▶ WHAT THE TASK REQUIRES
Look through the entries below for the line that contains "Place a point on every instance of the hillside", then set down that line and each one after it exactly, through the last.

▶ MATERIAL FOR THE TASK
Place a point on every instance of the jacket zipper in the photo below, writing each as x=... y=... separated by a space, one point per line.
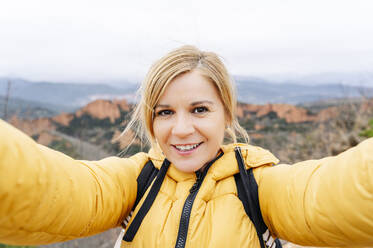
x=187 y=209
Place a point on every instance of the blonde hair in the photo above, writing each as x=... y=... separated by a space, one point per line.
x=163 y=71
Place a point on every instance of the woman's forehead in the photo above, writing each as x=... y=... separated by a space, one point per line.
x=191 y=87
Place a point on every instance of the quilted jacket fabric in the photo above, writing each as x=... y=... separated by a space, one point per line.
x=46 y=197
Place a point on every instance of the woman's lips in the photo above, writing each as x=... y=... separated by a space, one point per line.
x=186 y=149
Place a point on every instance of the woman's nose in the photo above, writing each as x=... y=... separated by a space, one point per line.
x=183 y=126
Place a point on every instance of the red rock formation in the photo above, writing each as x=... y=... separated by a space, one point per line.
x=290 y=113
x=63 y=118
x=123 y=104
x=101 y=109
x=45 y=138
x=327 y=114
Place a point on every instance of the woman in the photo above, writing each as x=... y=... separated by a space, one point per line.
x=187 y=107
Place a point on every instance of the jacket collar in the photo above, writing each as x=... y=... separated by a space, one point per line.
x=225 y=166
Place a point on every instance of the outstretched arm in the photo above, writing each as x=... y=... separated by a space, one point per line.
x=46 y=196
x=326 y=202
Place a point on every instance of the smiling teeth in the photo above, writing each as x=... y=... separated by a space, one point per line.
x=186 y=147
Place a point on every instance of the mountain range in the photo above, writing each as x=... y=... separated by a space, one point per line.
x=70 y=96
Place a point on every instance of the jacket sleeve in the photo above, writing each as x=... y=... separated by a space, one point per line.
x=46 y=196
x=326 y=202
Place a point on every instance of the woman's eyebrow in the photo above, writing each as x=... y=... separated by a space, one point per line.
x=202 y=102
x=161 y=106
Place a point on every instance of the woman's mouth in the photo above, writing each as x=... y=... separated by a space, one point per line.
x=187 y=148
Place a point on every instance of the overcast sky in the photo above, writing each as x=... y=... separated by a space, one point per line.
x=93 y=41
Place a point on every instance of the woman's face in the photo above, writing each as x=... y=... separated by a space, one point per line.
x=189 y=121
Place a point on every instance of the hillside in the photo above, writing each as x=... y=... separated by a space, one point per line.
x=293 y=133
x=249 y=89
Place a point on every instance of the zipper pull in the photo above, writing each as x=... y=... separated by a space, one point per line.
x=196 y=184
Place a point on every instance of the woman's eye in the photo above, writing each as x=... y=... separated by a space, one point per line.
x=164 y=112
x=200 y=110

▶ EXERCISE OUTPUT
Place a point on every instance of the hillside in the photo above, writing each as x=... y=... separated by a space, one point per line.
x=293 y=133
x=249 y=89
Place a point on every instance of the zipper pull in the photo above, writing each as x=... y=... separated by a space, one point per line.
x=196 y=184
Place a point on every instance of the woman's eye in the photo above, writing each as x=... y=... separated by a space, one point per line.
x=164 y=112
x=200 y=110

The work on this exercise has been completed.